[Records of labeled boxes]
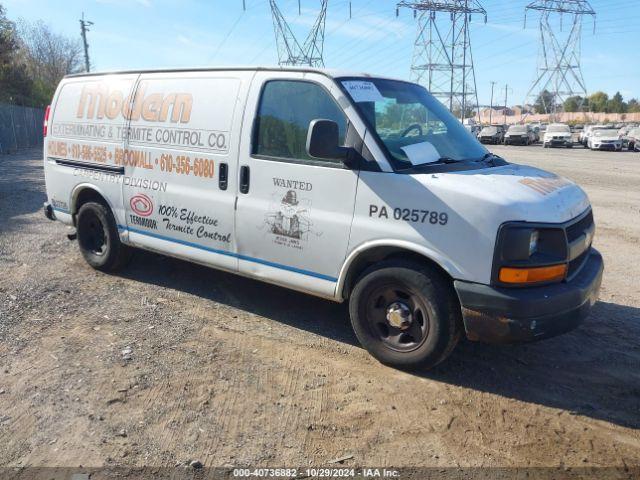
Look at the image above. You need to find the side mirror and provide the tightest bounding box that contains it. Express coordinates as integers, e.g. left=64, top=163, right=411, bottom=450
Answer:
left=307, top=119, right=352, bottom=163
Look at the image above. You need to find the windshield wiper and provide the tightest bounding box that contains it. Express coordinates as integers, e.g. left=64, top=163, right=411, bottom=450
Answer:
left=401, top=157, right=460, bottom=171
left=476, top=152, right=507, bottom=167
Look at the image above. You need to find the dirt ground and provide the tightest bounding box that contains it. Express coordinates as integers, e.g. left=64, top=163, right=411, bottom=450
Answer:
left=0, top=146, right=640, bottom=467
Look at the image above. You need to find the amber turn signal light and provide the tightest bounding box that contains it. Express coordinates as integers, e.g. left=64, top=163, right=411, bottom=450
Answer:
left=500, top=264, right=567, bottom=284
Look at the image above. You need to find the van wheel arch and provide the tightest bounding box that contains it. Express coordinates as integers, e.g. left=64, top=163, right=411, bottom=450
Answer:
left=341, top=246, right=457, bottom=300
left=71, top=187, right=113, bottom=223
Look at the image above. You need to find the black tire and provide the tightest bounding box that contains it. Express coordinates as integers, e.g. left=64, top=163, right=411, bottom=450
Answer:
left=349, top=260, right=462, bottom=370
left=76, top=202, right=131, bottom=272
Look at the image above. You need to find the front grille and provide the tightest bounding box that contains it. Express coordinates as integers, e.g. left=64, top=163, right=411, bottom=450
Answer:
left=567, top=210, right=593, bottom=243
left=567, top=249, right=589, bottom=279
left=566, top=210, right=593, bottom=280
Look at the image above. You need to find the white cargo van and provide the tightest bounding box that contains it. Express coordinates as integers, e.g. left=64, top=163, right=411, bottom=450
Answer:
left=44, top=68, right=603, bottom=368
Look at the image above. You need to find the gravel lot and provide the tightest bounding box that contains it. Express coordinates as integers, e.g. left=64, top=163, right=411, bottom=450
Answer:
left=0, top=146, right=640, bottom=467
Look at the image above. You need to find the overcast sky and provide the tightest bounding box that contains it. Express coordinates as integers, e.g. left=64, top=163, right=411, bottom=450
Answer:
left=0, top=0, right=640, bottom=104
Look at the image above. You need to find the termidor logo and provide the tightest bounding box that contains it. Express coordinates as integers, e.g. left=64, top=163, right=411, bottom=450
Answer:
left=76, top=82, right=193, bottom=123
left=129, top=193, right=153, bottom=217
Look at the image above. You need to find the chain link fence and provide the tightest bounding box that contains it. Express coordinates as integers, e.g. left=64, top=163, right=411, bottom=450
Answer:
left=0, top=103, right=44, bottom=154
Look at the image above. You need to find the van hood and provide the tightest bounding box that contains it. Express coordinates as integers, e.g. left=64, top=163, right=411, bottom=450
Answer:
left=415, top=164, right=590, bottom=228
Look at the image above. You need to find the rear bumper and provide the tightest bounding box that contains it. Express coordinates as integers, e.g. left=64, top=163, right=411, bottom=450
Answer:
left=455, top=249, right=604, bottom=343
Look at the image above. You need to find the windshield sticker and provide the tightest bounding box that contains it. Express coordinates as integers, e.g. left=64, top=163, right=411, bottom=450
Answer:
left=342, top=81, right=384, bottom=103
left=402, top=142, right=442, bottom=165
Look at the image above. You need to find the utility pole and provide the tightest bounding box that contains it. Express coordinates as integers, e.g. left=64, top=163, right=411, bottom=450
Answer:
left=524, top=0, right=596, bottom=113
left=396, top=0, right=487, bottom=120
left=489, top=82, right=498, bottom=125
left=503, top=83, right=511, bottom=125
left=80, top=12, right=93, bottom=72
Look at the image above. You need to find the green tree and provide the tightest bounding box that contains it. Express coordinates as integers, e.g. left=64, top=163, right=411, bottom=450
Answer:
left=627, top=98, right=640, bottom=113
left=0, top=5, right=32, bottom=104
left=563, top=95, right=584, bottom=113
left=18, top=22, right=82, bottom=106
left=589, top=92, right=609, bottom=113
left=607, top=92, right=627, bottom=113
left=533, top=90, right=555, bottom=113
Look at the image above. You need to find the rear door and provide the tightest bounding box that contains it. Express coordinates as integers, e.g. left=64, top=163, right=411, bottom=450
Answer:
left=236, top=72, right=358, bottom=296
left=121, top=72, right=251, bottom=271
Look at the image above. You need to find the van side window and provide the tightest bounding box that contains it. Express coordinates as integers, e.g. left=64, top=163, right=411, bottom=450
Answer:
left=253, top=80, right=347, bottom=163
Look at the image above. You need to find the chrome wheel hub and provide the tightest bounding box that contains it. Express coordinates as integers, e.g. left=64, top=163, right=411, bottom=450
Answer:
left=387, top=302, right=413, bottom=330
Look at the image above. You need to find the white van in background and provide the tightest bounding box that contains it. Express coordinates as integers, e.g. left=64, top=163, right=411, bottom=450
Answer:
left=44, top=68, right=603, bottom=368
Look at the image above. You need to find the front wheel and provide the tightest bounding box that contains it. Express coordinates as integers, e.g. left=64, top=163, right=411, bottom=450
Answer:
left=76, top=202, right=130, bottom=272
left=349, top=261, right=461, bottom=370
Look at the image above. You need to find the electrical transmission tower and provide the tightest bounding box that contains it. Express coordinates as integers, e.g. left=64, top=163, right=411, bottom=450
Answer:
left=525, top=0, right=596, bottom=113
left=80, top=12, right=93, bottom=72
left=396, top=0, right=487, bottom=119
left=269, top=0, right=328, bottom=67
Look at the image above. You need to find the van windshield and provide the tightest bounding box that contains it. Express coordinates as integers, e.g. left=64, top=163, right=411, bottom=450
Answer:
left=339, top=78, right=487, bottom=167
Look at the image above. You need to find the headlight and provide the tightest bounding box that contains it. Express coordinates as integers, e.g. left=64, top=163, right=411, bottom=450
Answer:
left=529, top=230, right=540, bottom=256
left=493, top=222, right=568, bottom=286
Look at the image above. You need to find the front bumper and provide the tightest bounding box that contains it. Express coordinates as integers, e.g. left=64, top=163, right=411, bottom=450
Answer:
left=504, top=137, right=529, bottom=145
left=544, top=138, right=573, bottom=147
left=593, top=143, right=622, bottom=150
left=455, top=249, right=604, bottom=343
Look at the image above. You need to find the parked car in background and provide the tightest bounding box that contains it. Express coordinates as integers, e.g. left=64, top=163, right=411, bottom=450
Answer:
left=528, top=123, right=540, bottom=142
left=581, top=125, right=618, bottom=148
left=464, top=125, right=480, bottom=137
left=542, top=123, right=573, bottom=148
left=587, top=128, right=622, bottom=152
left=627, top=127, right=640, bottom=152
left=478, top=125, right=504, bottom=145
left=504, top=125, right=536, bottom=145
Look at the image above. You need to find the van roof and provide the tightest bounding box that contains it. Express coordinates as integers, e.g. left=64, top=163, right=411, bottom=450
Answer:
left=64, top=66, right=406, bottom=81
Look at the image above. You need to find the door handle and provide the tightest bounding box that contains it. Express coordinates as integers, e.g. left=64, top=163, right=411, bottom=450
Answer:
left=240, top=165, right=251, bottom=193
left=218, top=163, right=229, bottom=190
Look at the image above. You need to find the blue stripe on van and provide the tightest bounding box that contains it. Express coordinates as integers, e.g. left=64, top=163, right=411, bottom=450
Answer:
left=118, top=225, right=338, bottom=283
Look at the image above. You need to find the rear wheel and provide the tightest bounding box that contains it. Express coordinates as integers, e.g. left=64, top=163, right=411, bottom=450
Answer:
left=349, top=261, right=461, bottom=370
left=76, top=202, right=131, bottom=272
==
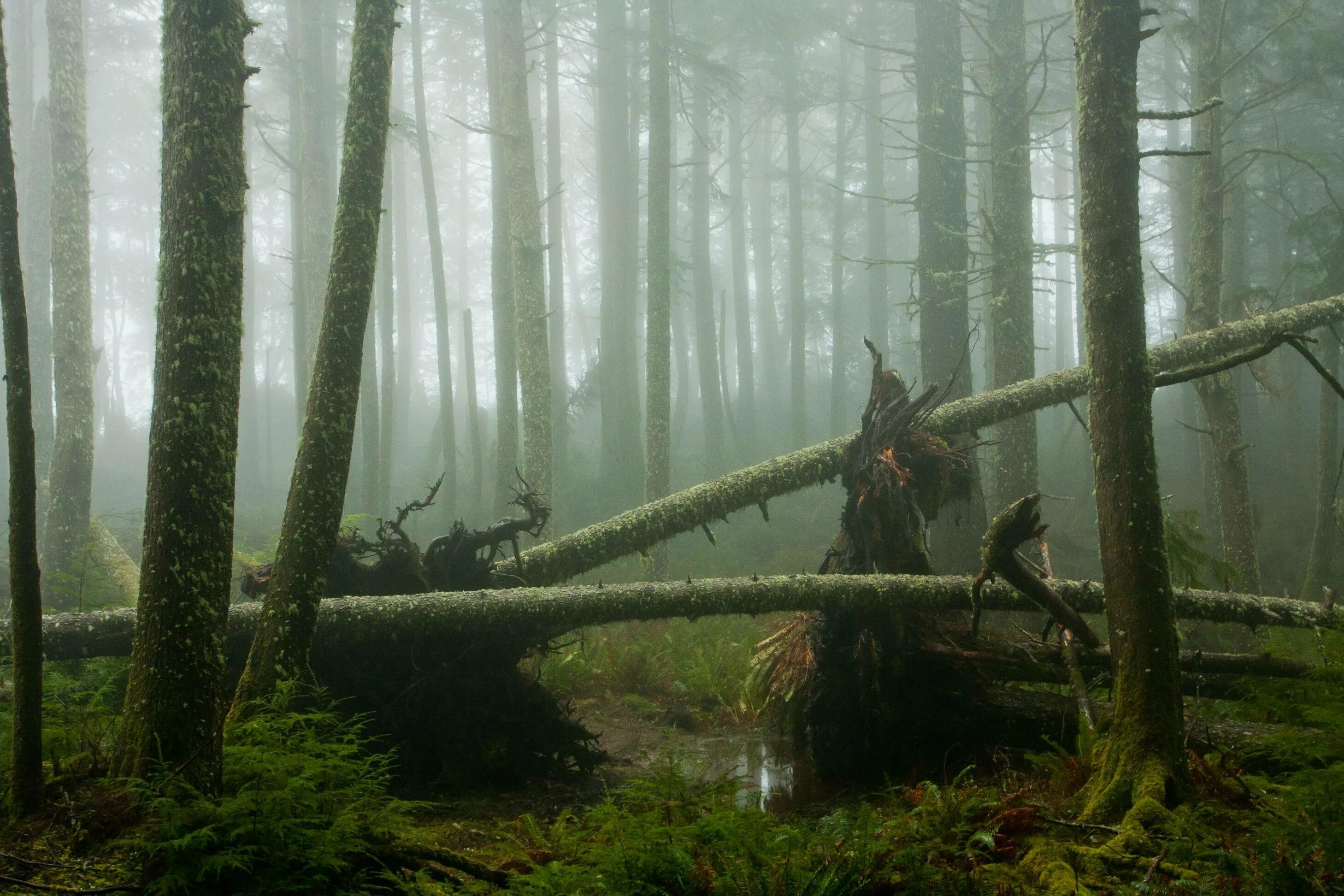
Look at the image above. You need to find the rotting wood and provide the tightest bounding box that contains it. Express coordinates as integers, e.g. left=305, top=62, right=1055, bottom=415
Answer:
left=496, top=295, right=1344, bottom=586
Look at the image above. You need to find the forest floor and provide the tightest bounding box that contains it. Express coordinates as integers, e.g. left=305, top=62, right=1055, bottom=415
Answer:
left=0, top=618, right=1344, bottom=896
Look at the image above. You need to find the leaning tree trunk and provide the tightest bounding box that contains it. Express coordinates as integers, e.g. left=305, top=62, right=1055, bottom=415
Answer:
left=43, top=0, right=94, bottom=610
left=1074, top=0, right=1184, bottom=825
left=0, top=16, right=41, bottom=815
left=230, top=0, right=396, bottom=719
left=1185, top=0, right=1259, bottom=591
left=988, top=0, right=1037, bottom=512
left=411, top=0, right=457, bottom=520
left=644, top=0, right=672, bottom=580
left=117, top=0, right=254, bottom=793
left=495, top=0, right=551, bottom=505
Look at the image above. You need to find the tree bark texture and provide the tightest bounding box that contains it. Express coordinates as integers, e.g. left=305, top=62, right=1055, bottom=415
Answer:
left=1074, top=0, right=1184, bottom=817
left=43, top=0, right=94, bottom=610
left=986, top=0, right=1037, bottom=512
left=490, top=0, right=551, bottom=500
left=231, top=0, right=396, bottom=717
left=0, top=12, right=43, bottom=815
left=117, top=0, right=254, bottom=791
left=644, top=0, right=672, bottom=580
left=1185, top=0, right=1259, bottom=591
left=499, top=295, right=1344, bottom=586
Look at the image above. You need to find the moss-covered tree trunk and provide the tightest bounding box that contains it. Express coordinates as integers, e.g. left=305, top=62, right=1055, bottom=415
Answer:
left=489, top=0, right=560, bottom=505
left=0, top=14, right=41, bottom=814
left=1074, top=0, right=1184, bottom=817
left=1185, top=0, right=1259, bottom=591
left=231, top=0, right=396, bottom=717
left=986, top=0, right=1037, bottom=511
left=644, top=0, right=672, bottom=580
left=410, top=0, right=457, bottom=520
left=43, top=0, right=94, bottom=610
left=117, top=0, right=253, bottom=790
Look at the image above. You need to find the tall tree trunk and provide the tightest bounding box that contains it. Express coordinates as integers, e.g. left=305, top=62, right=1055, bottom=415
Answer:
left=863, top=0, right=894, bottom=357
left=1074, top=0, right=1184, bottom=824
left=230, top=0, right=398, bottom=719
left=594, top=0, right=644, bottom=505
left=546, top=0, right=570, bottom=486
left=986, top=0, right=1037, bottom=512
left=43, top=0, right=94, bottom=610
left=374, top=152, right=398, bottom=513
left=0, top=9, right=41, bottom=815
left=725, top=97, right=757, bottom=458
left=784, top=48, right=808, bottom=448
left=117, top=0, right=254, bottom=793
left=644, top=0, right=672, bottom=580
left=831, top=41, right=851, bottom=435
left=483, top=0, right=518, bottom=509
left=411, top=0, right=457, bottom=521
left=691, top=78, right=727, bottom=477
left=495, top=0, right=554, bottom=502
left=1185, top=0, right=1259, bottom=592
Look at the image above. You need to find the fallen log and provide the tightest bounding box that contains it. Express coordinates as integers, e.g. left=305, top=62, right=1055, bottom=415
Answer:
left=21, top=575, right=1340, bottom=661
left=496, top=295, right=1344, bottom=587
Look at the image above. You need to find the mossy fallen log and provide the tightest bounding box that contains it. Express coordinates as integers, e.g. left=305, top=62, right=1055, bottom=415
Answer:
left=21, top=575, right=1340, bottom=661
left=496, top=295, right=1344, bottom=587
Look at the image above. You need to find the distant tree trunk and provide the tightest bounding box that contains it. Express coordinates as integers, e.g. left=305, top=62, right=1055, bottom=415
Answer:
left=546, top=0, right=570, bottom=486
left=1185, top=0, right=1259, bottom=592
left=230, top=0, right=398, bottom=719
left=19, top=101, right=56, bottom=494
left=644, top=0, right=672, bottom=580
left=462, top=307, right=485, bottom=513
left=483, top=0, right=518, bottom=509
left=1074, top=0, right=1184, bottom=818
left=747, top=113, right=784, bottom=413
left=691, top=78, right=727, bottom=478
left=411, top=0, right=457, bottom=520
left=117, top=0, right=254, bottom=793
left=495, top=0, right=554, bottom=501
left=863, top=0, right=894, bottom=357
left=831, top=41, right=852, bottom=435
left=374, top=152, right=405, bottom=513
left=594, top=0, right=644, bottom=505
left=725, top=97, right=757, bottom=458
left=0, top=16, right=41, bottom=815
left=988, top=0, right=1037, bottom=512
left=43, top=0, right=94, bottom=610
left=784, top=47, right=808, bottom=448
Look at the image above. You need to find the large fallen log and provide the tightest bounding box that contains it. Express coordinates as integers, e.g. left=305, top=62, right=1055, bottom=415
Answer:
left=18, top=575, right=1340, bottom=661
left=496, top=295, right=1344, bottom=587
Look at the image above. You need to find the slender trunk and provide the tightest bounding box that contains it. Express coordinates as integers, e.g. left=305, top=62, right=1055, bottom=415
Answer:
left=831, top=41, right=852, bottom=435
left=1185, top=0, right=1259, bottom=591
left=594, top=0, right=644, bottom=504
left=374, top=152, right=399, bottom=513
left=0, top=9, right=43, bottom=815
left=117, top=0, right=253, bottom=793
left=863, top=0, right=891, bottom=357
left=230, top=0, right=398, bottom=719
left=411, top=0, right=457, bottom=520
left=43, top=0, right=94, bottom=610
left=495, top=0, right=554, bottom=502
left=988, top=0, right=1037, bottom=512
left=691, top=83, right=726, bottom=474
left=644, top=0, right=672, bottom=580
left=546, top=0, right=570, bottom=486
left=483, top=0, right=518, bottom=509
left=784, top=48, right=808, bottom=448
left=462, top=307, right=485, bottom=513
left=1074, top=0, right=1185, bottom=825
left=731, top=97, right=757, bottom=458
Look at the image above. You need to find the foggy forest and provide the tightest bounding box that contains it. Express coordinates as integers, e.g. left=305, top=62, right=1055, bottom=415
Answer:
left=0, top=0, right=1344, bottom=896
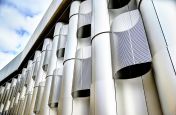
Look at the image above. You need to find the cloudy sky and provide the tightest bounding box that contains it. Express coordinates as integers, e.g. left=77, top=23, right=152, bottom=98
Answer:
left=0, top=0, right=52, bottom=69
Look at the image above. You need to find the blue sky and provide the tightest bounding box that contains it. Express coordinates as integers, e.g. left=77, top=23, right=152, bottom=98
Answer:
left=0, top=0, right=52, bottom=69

# Problem to solve
Copy everything from the line containing "Look at the image above. You need to find the utility" down to the line containing "left=524, top=0, right=596, bottom=113", swapping "utility pole" for "power pole" and leaving the rest of the material untouched.

# Task solution
Look at the image above. You need to find the power pole and provide the tightest bounding box that contains it. Express coordinates as integers, e.g. left=64, top=163, right=411, bottom=450
Answer:
left=524, top=0, right=596, bottom=113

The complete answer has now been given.